==== DATA

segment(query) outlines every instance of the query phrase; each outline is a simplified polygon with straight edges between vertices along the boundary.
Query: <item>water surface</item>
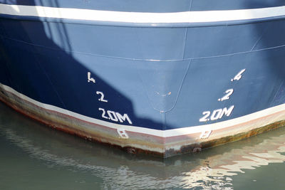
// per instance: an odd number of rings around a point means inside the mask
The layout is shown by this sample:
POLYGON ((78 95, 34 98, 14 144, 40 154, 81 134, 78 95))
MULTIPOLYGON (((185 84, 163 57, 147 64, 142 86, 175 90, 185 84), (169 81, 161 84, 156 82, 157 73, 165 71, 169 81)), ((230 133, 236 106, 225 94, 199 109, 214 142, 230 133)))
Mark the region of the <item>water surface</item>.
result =
POLYGON ((165 160, 56 131, 0 102, 0 189, 285 189, 285 127, 165 160))

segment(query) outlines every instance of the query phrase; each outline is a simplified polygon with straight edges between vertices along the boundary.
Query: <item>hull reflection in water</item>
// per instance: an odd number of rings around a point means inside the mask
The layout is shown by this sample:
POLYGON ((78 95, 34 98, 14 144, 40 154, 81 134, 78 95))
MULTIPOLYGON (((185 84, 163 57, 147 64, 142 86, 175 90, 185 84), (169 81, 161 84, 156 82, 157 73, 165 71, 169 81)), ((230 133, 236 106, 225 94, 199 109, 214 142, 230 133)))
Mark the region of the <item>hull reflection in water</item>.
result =
POLYGON ((106 189, 232 189, 233 176, 247 172, 247 169, 285 161, 283 128, 192 157, 181 155, 165 160, 150 160, 145 156, 133 157, 118 149, 56 132, 15 114, 2 104, 0 138, 48 167, 61 169, 66 167, 67 170, 71 168, 87 173, 90 177, 96 176, 103 181, 100 188, 106 189))
POLYGON ((285 1, 113 1, 0 0, 0 101, 160 157, 284 125, 285 1))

========

**CHALLENGE**.
In the listing above, rename "query phrase" to "search phrase" wherever it appears and reproduce the listing with everything else unchanged. Leave the picture out of your version.

**FINISHED TASK**.
segment(query) outlines every instance of the search phrase; each outline is a simplified polygon with straight edges between vertices along the boundary.
Query: <item>water surface</item>
// per instance: an odd number of rings around a point means inside the mask
The layout is shown by this sample:
POLYGON ((78 95, 34 98, 14 144, 40 154, 81 134, 78 95))
MULTIPOLYGON (((185 84, 163 57, 147 64, 142 86, 175 90, 185 84), (169 81, 161 84, 156 82, 157 73, 165 71, 169 81)), ((230 133, 236 106, 225 94, 199 109, 214 142, 230 133)))
Mark the region of the <item>water surface</item>.
result =
POLYGON ((165 160, 56 131, 0 102, 0 189, 285 189, 285 127, 165 160))

segment(query) outlines every instance of the search phrase; each outline is a simplified polygon with straight edges between vertices along the boundary.
Query: <item>hull reflection in water</item>
// per instance: an odd number of rings around a point means inside the mask
The layout is shown by this sample:
POLYGON ((78 95, 34 98, 14 144, 40 154, 81 134, 78 95))
MULTIPOLYGON (((185 84, 163 57, 147 64, 142 86, 175 90, 185 84), (169 81, 161 84, 156 82, 157 73, 165 71, 169 81)), ((230 133, 236 106, 225 94, 199 109, 214 142, 230 133)))
Mark the region of the <item>hull reflection in water</item>.
result =
POLYGON ((106 189, 232 189, 233 176, 247 172, 247 169, 285 161, 283 128, 192 157, 181 155, 165 160, 150 160, 145 156, 133 157, 118 149, 56 132, 15 114, 2 104, 0 138, 48 167, 61 169, 66 167, 67 170, 71 168, 87 173, 90 177, 96 176, 103 181, 100 188, 106 189))
POLYGON ((285 1, 113 1, 0 0, 0 101, 160 157, 284 125, 285 1))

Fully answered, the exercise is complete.